++++ Text provided ++++

So what did cause the Great Recession? Politicians love to blame big downturns on “market failures.” Doing so then allows them to expand government and their own power. That’s what happened during the Great Depression. But it wasn’t the free market that failed back then, it was the Federal Reserve.

And the same goes for the Great Recession. In The Great Recession: Market Failure or Policy Failure, Robert Hetzel, a senior economist at the Richmond Fed, pins the blame squarely on the US central bank. The downturn first started with “correction of an excess in the housing stock and a sharp increase in energy prices” — the housing bust and the oil shock. Those two things were enough, in Hetzel’s view, to cause a “moderate recession” beginning in December 2007.

But it was the Fed’s monetary policy miscues after the downturn began that turned a run-of-the-mill recession into a once-in-a-century disaster. Not only did the Fed leave rates alone between April 2008 and October 2008 as the economy deteriorated, but the FOMC “effectively tightened monetary policy in June by pushing up the expected path of the federal funds rate through the hawkish statements of its members.

In May 2008, federal funds futures had been predicting the rate to remain at 2% through November. By mid-June, that forecast had risen to 2.5%. As Hetzel writes in a Fed paper that inspired the book, “Restrictive monetary policy rather than the deleveraging in financial markets that had begun in August 2007 offers a more direct explanation of the intensification of the recession that began in the summer of 2008. Irony abounds.’

And what ended the Great Recession? Was it the $800 billion Obama stimulus? As I have often pointed out, White House economists thought the stimulus would help lead to roughly 5% unemployment and 4% GDP growth in 2012.

++++

> [List of tasks]
• 1. List every percentage figure that appears in the Great Recession passage.
• 2. Based on the Great Recession passage, decide whether each statement is true, answering yes or no and quoting the words that settle it: (a) Robert Hetzel is a senior economist at the Richmond Fed. (b) The Fed cut rates between April 2008 and October 2008. (c) In May 2008, federal funds futures predicted the rate would stay at 2.5% through November.
• 3. Copy the Great Recession passage word for word from "And the same" to "of its members.".
The data after this point is not needed.

++++ Source data ++++

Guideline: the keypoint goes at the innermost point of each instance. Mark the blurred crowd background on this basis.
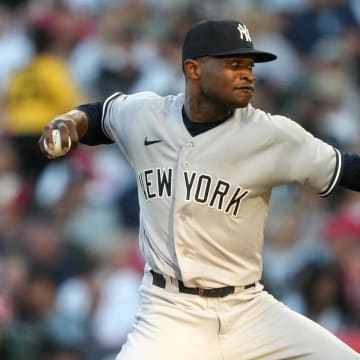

++++

> [Solutions in order]
• 1. 2%, 2.5%, 5%, 4%

• 2.
(a) Yes: "Robert Hetzel, a senior economist at the Richmond Fed"
(b) No: "the Fed leave rates alone between April 2008 and October 2008"
(c) No: "federal funds futures had been predicting the rate to remain at 2% through November"

• 3.
And the same goes for the Great Recession. In The Great Recession: Market Failure or Policy Failure, Robert Hetzel, a senior economist at the Richmond Fed, pins the blame squarely on the US central bank. The downturn first started with “correction of an excess in the housing stock and a sharp increase in energy prices” — the housing bust and the oil shock. Those two things were enough, in Hetzel’s view, to cause a “moderate recession” beginning in December 2007.

But it was the Fed’s monetary policy miscues after the downturn began that turned a run-of-the-mill recession into a once-in-a-century disaster. Not only did the Fed leave rates alone between April 2008 and October 2008 as the economy deteriorated, but the FOMC “effectively tightened monetary policy in June by pushing up the expected path of the federal funds rate through the hawkish statements of its members.